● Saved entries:
---

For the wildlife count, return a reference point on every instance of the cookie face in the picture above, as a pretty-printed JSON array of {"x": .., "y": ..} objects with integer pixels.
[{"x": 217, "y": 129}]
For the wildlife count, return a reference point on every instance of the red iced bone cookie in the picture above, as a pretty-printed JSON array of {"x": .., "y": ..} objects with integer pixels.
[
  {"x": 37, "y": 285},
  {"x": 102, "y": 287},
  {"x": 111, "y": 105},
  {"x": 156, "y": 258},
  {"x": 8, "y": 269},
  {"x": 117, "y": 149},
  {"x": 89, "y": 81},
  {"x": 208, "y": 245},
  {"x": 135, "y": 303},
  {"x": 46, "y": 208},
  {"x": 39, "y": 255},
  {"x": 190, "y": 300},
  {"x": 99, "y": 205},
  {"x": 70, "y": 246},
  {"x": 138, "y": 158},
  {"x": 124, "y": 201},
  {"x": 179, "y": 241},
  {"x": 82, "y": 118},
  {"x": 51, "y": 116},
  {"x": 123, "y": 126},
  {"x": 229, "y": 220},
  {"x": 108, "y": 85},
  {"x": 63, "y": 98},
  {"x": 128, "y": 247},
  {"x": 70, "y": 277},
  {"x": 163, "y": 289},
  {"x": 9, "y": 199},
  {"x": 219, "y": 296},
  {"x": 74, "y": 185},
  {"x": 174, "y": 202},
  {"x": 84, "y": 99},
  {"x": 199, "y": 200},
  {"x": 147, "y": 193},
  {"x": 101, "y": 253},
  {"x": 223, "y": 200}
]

---

● The task:
Retype all of the data word for word.

● Task answer:
For the wildlife count, return a reference point on every instance of the cookie face in the picture above, as a pretty-printed JSON array of {"x": .., "y": ..} objects with integer pixels.
[{"x": 217, "y": 129}]
For the wildlife count, return a reference point on every instance of the red iced bone cookie in the picture above, as a pretty-printed JSON array of {"x": .., "y": ..} objects with integer pixels.
[
  {"x": 37, "y": 285},
  {"x": 102, "y": 287},
  {"x": 111, "y": 105},
  {"x": 156, "y": 258},
  {"x": 8, "y": 269},
  {"x": 117, "y": 149},
  {"x": 89, "y": 81},
  {"x": 208, "y": 245},
  {"x": 135, "y": 303},
  {"x": 46, "y": 208},
  {"x": 39, "y": 255},
  {"x": 190, "y": 300},
  {"x": 99, "y": 205},
  {"x": 70, "y": 246},
  {"x": 138, "y": 158},
  {"x": 124, "y": 201},
  {"x": 179, "y": 241},
  {"x": 82, "y": 118},
  {"x": 51, "y": 116},
  {"x": 123, "y": 126},
  {"x": 229, "y": 220},
  {"x": 108, "y": 85},
  {"x": 63, "y": 98},
  {"x": 128, "y": 247},
  {"x": 70, "y": 277},
  {"x": 163, "y": 289},
  {"x": 9, "y": 199},
  {"x": 219, "y": 296},
  {"x": 74, "y": 185},
  {"x": 174, "y": 202},
  {"x": 84, "y": 99},
  {"x": 199, "y": 200},
  {"x": 147, "y": 193},
  {"x": 101, "y": 253},
  {"x": 223, "y": 200}
]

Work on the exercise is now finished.